--- Start The records ---

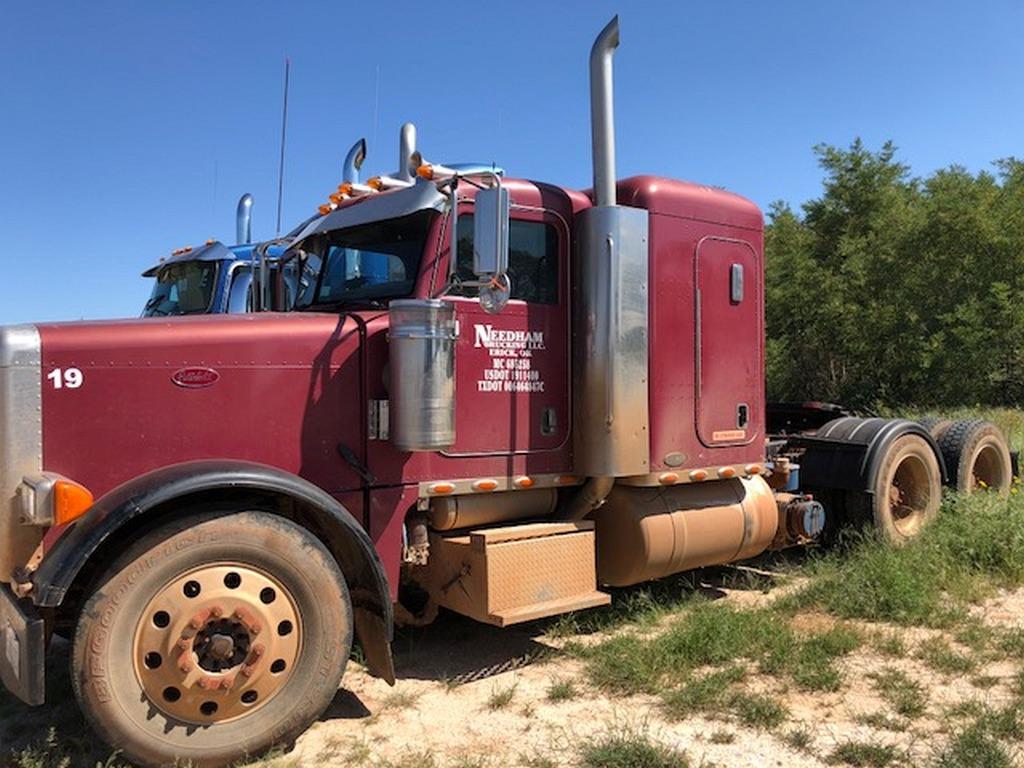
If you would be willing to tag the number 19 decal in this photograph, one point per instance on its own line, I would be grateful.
(66, 377)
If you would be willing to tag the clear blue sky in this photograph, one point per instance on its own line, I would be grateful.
(128, 129)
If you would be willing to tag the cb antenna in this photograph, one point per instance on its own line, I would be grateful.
(284, 127)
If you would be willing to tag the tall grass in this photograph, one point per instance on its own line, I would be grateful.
(974, 546)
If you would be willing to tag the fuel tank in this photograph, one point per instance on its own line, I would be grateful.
(650, 532)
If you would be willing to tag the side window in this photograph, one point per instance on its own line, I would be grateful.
(532, 260)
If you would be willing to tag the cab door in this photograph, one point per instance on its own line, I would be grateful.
(512, 370)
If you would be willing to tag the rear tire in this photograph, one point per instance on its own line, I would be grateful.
(935, 425)
(977, 457)
(906, 493)
(211, 639)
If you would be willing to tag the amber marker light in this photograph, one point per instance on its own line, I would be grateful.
(71, 501)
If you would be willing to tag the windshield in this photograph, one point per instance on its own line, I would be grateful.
(366, 263)
(182, 288)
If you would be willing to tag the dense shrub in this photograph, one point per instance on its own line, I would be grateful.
(898, 290)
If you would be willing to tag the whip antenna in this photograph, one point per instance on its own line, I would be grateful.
(284, 127)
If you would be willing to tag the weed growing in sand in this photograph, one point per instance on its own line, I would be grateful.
(903, 693)
(862, 754)
(758, 711)
(561, 690)
(937, 654)
(501, 697)
(630, 749)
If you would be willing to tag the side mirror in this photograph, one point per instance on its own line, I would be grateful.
(491, 232)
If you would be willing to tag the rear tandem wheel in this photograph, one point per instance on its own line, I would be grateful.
(906, 493)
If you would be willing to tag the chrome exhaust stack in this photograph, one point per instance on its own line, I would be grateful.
(602, 114)
(353, 162)
(244, 220)
(611, 416)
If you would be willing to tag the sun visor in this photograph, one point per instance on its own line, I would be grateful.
(215, 251)
(391, 205)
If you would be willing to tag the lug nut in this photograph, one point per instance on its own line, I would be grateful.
(209, 683)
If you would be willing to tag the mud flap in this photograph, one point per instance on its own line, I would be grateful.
(23, 648)
(372, 632)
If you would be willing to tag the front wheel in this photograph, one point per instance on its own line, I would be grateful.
(212, 639)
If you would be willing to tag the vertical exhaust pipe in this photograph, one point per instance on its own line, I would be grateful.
(407, 147)
(602, 114)
(610, 372)
(353, 162)
(244, 220)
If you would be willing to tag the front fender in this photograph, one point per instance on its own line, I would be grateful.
(118, 515)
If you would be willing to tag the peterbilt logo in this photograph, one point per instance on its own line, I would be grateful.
(195, 378)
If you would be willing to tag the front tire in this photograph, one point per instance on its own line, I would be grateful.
(211, 639)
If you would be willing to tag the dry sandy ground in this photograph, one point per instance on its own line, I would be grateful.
(430, 712)
(453, 674)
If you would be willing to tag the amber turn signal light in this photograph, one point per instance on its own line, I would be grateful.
(71, 501)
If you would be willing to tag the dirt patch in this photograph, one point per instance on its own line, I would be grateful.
(475, 695)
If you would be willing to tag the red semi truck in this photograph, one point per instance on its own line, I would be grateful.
(539, 391)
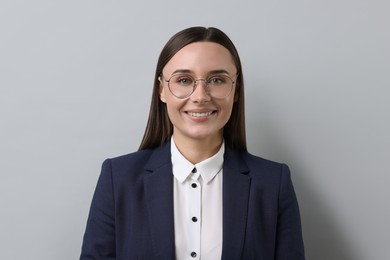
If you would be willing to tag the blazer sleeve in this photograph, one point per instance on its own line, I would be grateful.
(289, 230)
(99, 237)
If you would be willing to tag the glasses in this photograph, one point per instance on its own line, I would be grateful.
(183, 85)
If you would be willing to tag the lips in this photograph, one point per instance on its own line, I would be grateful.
(200, 114)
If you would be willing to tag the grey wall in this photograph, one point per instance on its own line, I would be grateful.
(76, 79)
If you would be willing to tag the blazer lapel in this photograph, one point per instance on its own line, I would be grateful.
(236, 185)
(158, 185)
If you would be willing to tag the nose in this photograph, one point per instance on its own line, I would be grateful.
(200, 93)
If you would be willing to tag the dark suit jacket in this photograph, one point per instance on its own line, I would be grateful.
(131, 215)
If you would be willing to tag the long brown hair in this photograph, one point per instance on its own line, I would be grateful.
(159, 128)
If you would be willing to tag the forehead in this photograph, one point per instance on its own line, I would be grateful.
(201, 57)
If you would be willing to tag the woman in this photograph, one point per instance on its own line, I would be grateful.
(192, 191)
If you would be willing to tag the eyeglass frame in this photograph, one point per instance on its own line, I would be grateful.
(196, 83)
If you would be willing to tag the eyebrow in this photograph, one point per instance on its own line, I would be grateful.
(221, 71)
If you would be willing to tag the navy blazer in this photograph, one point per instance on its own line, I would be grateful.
(132, 215)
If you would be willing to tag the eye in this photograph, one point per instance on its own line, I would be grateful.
(217, 80)
(183, 80)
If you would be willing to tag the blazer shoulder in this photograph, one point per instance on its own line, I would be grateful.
(254, 161)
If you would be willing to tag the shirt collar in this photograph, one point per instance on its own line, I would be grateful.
(208, 169)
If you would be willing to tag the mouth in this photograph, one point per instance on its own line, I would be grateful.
(200, 114)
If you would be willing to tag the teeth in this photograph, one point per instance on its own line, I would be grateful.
(200, 114)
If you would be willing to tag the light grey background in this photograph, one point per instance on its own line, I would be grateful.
(76, 79)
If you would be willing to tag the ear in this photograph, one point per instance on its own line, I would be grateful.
(236, 95)
(162, 91)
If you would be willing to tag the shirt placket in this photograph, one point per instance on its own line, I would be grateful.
(194, 215)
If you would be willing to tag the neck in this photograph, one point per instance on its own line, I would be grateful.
(195, 150)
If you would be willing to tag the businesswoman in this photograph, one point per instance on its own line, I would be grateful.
(192, 191)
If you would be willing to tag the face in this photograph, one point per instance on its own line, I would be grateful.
(199, 116)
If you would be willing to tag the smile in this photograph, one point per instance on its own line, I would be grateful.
(202, 114)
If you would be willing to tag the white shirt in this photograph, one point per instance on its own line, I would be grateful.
(197, 206)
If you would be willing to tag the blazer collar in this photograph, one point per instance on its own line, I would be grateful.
(158, 184)
(236, 185)
(159, 197)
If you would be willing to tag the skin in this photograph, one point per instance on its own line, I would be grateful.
(198, 138)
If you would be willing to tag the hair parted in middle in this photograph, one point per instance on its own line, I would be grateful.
(159, 128)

--- End The records ---

Problem to solve: Exactly as written, return every line of the listing, but not the pictures.

Completed task:
If you would be willing to tag the number 19 decal in this photograph, one point per instance on its own line, I would be grateful.
(66, 377)
If you would be willing to tag the clear blue sky in this photograph, one point per instance on its own line, I would be grateful.
(128, 129)
If you would be willing to tag the cb antenna in this photograph, one point per instance on its own line, I would be grateful.
(284, 127)
If you would be willing to tag the tall grass in this photograph, one point per instance on its own line, I would be grateful.
(974, 546)
If you would be willing to tag the fuel tank in this photograph, one point per instance on its own line, I would be grateful.
(650, 532)
If you would be willing to tag the side window in this photograph, one point per instance on its own line, I would be grateful.
(532, 260)
If you would be willing to tag the cab door in this photograph, one point per instance on its own line, I would be grateful.
(512, 370)
If you would be willing to tag the rear tire in this photograph, one point per instance on its own line, I would be grateful.
(935, 425)
(977, 457)
(906, 493)
(211, 639)
If you would be willing to tag the amber marker light in this photograph, one point per instance on its own line, I would be grateful.
(71, 501)
If you would be willing to tag the windshield in this photograph, one point per instance on its own line, I would be grateful.
(366, 263)
(182, 288)
If you would be willing to tag the dense shrub in this photograph, one point per instance on its own line, I would be grateful.
(898, 290)
If you would be willing to tag the whip antenna in this photograph, one point per instance on its own line, I would be grateful.
(284, 127)
If you would be willing to tag the weed growing in sand in this photograph, one point per instance on its own line, I would be grateful.
(903, 693)
(862, 754)
(758, 711)
(561, 690)
(937, 654)
(501, 697)
(630, 749)
If you would be willing to tag the side mirror in this photograph, one point per instance on its own line, I would be grateful.
(491, 232)
If you would be willing to tag the rear tandem wheel in this photograph, one point per instance on its own line, I would be grateful.
(906, 493)
If you would be willing to tag the chrome exhaust stack in this photograph, one point per instance on its own line, I would be grateful.
(602, 114)
(353, 162)
(244, 220)
(611, 416)
If you would be willing to tag the sun visor in this photograph, one point per instance on its own line, I would be grateful.
(215, 251)
(391, 205)
If you would be willing to tag the lug nut in this photograph, one point per instance on its own line, I would be grateful.
(209, 683)
If you would be willing to tag the mud flap in this photograph, one point per instance on its own line, I would be grateful.
(23, 648)
(372, 632)
If you would be willing to tag the front wheel in this photograph, one point per instance on its own line, I would be grateful.
(212, 639)
If you would be willing to tag the vertical exhaust pipe in this photograph, one point per instance on its own line, I would be grateful.
(407, 147)
(602, 114)
(610, 372)
(353, 162)
(244, 220)
If you would be willing to tag the front fender in this photograph, one point per instance on its own line, I would be grateful.
(118, 515)
If you would be willing to tag the peterbilt logo in this photograph, one point per instance on its own line, I would be grateful.
(195, 378)
If you would be willing to tag the front tire in this photograph, one point per instance on its own line, I would be grateful.
(211, 639)
If you would be willing to tag the dry sandy ground in this photograph, one point per instance on its own line, I would be grateful.
(430, 712)
(453, 674)
If you would be willing to tag the amber turn signal light in this photograph, one point per instance on its own line, I would be grateful.
(71, 501)
If you would be willing to tag the dirt patch in this photograph, one point per instance on its own line, I would be grateful.
(475, 695)
If you would be willing to tag the red semi truck in this photograph, one point per instance on its own line, I would be grateful.
(539, 391)
If you would be willing to tag the blazer sleeve in this photograph, one point per instance on its own line, I would be grateful.
(289, 230)
(99, 237)
If you would be willing to tag the glasses in this photograph, one point per instance on its own line, I would be grateful.
(183, 85)
If you would be willing to tag the lips in this photograph, one point per instance on its own line, I would be grateful.
(200, 114)
If you would be willing to tag the grey wall in this photograph, one point per instance on its own line, I would be grateful.
(76, 79)
If you would be willing to tag the blazer lapel in this photograph, one point per instance on its own line, I would be grateful.
(236, 185)
(158, 185)
If you would be willing to tag the nose in this photograph, one point per instance on its own line, I would be grateful.
(200, 93)
If you would be willing to tag the dark suit jacket in this photograph, one point per instance on its own line, I would be grateful.
(131, 215)
If you would be willing to tag the long brown hair in this photograph, one point per instance on its own line, I would be grateful.
(159, 128)
If you would be willing to tag the forehead in this photograph, one point per instance on its own line, I would be grateful.
(201, 57)
If you would be willing to tag the woman in this photograph, one point per instance on its own line, I would be grateful.
(192, 191)
If you would be willing to tag the eyeglass frame in this photograph, one point per instance on its own line, I would be grateful.
(196, 83)
If you would be willing to tag the eyebrow in this photograph, one point per instance on its own line, I would be grateful.
(221, 71)
If you would be willing to tag the navy blazer in this photograph, one point per instance on its own line, I would be grateful.
(132, 215)
If you would be willing to tag the eye in this photograph, one point per instance on its own line, I would be grateful.
(217, 80)
(183, 80)
If you would be willing to tag the blazer shoulder in this photograph, one point per instance on its own line, I would be grateful.
(254, 161)
If you would be willing to tag the shirt collar in this photograph, one point per instance on its own line, I would be grateful.
(208, 169)
If you would be willing to tag the mouth in this photograph, one point per instance on its own line, I would be grateful.
(200, 114)
If you would be willing to tag the teeth in this photograph, one point per instance on its own line, I would be grateful.
(200, 114)
If you would be willing to tag the light grey background in this photograph, one point per instance on its own line, I would be grateful.
(76, 79)
If you would be willing to tag the ear in this photograph, one point per instance on its own line, I would be grateful.
(236, 95)
(162, 91)
If you would be willing to tag the shirt placket in this photograph, one point per instance on its own line, I would be grateful.
(194, 215)
If you would be willing to tag the neck in this photograph, one point per instance on its own line, I would be grateful.
(195, 150)
If you would be willing to tag the businesswoman in this photograph, one point per instance on its own line, I would be grateful.
(192, 191)
If you would be willing to tag the face in this photograph, one point per instance on its own line, I would be grateful.
(199, 116)
If you would be willing to tag the smile in this photograph, one point per instance on its own line, I would be grateful.
(202, 114)
If you would be willing to tag the white shirt in this photograph, one point per instance on its own line, I would be grateful.
(197, 206)
If you would be willing to tag the blazer collar in this photograph, one point per instance on its own line, I would be grateful.
(158, 184)
(236, 185)
(159, 197)
If you would be willing to tag the skin in this photograph, one point per instance on its own line, I would be grateful.
(198, 138)
If you would be willing to tag the hair parted in middle in this photograph, one point per instance on its own line, I would be grateful.
(159, 128)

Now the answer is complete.